### EXERCISE OBJECTIVE:
Update the records below so that "Outline" becomes "Mark" everywhere it appears, leaving everything else unchanged. Omit the pictures from your answer.

++++ DATA SUPPLIED

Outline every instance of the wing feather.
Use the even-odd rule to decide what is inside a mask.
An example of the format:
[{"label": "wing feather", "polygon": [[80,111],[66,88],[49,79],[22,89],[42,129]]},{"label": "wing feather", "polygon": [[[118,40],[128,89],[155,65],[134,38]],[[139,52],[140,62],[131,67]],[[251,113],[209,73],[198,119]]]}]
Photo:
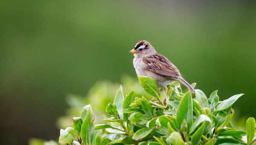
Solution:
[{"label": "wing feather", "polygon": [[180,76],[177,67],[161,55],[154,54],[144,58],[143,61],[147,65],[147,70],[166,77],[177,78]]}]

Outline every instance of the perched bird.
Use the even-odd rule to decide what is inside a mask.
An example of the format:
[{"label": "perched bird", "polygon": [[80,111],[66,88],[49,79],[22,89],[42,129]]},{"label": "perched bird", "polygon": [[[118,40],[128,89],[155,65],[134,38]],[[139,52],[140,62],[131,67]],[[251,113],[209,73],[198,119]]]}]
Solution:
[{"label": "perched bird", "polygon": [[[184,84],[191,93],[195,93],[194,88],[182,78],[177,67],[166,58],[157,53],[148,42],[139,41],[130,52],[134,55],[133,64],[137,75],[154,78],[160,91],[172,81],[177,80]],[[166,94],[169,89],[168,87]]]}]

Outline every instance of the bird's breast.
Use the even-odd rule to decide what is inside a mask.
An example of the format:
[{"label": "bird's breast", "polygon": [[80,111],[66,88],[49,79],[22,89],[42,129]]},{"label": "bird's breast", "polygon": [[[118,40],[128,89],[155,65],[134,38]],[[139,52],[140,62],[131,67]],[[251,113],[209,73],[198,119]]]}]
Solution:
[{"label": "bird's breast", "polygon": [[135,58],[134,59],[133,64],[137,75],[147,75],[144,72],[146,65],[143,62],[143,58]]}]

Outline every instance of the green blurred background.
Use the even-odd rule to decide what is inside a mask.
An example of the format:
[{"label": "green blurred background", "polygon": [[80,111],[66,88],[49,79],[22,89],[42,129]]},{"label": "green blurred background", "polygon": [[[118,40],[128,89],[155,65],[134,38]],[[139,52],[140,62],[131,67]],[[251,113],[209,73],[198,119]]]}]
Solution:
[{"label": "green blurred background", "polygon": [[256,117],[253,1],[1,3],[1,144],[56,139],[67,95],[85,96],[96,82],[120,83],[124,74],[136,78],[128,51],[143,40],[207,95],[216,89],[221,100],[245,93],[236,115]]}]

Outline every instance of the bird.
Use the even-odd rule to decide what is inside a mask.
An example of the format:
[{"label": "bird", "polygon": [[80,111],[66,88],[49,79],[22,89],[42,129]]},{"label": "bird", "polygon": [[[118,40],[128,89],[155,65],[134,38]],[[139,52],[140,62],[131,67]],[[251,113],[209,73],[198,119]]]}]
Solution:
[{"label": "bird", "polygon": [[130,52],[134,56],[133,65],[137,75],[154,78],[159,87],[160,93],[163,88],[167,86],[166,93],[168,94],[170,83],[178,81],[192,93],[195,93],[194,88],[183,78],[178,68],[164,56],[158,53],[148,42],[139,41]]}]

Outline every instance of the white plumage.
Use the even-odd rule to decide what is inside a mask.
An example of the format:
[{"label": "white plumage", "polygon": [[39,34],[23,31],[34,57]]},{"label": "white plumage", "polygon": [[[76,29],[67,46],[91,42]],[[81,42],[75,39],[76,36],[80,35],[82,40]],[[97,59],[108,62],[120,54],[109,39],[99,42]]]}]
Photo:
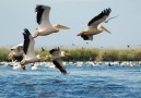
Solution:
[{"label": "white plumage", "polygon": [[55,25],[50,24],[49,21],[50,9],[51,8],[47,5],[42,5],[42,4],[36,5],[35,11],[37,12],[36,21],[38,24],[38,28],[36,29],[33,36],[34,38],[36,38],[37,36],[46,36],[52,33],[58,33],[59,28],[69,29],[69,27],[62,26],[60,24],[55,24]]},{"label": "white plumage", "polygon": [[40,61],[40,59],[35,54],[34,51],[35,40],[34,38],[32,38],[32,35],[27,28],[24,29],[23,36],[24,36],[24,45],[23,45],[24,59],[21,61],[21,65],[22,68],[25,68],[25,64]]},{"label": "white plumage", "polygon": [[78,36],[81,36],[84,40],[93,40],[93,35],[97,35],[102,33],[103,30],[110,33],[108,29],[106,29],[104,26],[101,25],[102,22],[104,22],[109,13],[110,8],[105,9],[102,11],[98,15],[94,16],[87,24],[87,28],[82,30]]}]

++++++++

### PROBLEM SOLUTION:
Mark every instance of the wing feather.
Use the even-odd rule to decide what is inside a mask.
An example of the format:
[{"label": "wing feather", "polygon": [[80,111],[66,88],[49,79],[22,89],[42,129]]},{"label": "wing feather", "polygon": [[[118,40],[128,89],[155,65],[134,38]],[[139,52],[140,62],[131,67]],[[251,113],[209,73],[198,119]]]}]
Photo:
Solution:
[{"label": "wing feather", "polygon": [[180,76],[177,67],[161,55],[154,54],[144,58],[143,61],[147,65],[147,70],[166,77],[177,78]]}]

Mark every instance of the perched bird.
Use the even-odd rule to decide what is inside a mask.
An example of the format:
[{"label": "perched bird", "polygon": [[80,111],[66,88],[49,79],[22,89],[42,129]]},{"label": "perched bird", "polygon": [[[118,40],[128,89],[155,65],[134,38]],[[139,52],[140,62],[131,67]],[[251,113],[209,73],[198,119]]]}]
Solution:
[{"label": "perched bird", "polygon": [[[184,84],[191,93],[195,93],[194,88],[182,78],[177,67],[166,58],[157,53],[148,42],[139,41],[130,52],[134,55],[133,64],[137,75],[154,78],[160,91],[172,81],[177,80]],[[166,94],[169,89],[168,87]]]}]

Mark every instance of the bird's breast.
Use the even-odd rule to decide what is inside a mask.
An example of the format:
[{"label": "bird's breast", "polygon": [[80,111],[66,88],[49,79],[22,89],[42,129]]},{"label": "bird's breast", "polygon": [[[118,40],[128,89],[155,65],[134,38]],[[139,52],[140,62],[131,67]],[[251,113],[209,73],[198,119]]]}]
Solution:
[{"label": "bird's breast", "polygon": [[135,58],[134,59],[133,64],[137,75],[147,75],[144,72],[146,65],[143,62],[143,58]]}]

Mark every instance of the green blurred background.
Use the even-odd rule to decide what is inside a mask.
An example of the format:
[{"label": "green blurred background", "polygon": [[80,111],[66,88],[49,79],[22,89],[42,129]]},{"label": "green blurred background", "polygon": [[[118,40],[128,89],[155,65],[134,38]],[[139,52],[140,62],[131,67]],[[251,113],[209,73],[198,119]]]}]
Solution:
[{"label": "green blurred background", "polygon": [[256,117],[253,1],[1,3],[1,144],[56,139],[67,95],[85,96],[96,82],[120,83],[124,74],[136,78],[128,51],[143,40],[207,95],[216,89],[221,100],[245,93],[236,115]]}]

Mark every instance of the bird.
Use the even-odd rule to decide what is inside a mask.
An example of the format:
[{"label": "bird", "polygon": [[80,111],[66,88],[49,79],[22,89],[42,129]]},{"label": "bird", "polygon": [[[118,40],[128,89],[155,65],[134,38]],[[139,52],[140,62],[131,67]],[[251,113],[209,73],[198,119]]]}]
Solution:
[{"label": "bird", "polygon": [[130,52],[134,56],[133,65],[137,75],[154,78],[159,87],[160,93],[163,88],[167,86],[166,93],[168,94],[170,83],[178,81],[192,93],[195,93],[194,88],[183,78],[178,68],[164,56],[158,53],[148,42],[139,41]]}]

Mark every instance of the white plumage.
Use the even-odd rule to decide what is inside a mask.
An example of the format:
[{"label": "white plumage", "polygon": [[39,34],[23,31],[34,57]]},{"label": "white plumage", "polygon": [[[76,29],[67,46],[91,42]],[[81,42],[75,39],[76,36],[80,35],[82,40]],[[97,59],[108,62],[120,54],[109,39],[99,42]]]}]
Photo:
Solution:
[{"label": "white plumage", "polygon": [[55,25],[50,24],[49,21],[50,9],[51,8],[47,5],[42,5],[42,4],[36,5],[35,11],[37,12],[36,21],[38,24],[38,28],[36,29],[33,36],[34,38],[36,38],[37,36],[46,36],[52,33],[58,33],[59,28],[69,29],[69,27],[62,26],[60,24],[55,24]]},{"label": "white plumage", "polygon": [[40,61],[40,59],[35,54],[34,51],[35,40],[34,38],[32,38],[32,35],[27,28],[24,29],[23,36],[24,36],[24,45],[23,45],[24,59],[21,61],[21,65],[22,68],[25,68],[25,64]]},{"label": "white plumage", "polygon": [[78,36],[81,36],[84,40],[93,40],[93,35],[97,35],[102,33],[103,30],[110,33],[108,29],[106,29],[104,26],[101,25],[102,22],[104,22],[109,13],[110,8],[105,9],[102,11],[98,15],[94,16],[87,24],[87,28],[82,30]]}]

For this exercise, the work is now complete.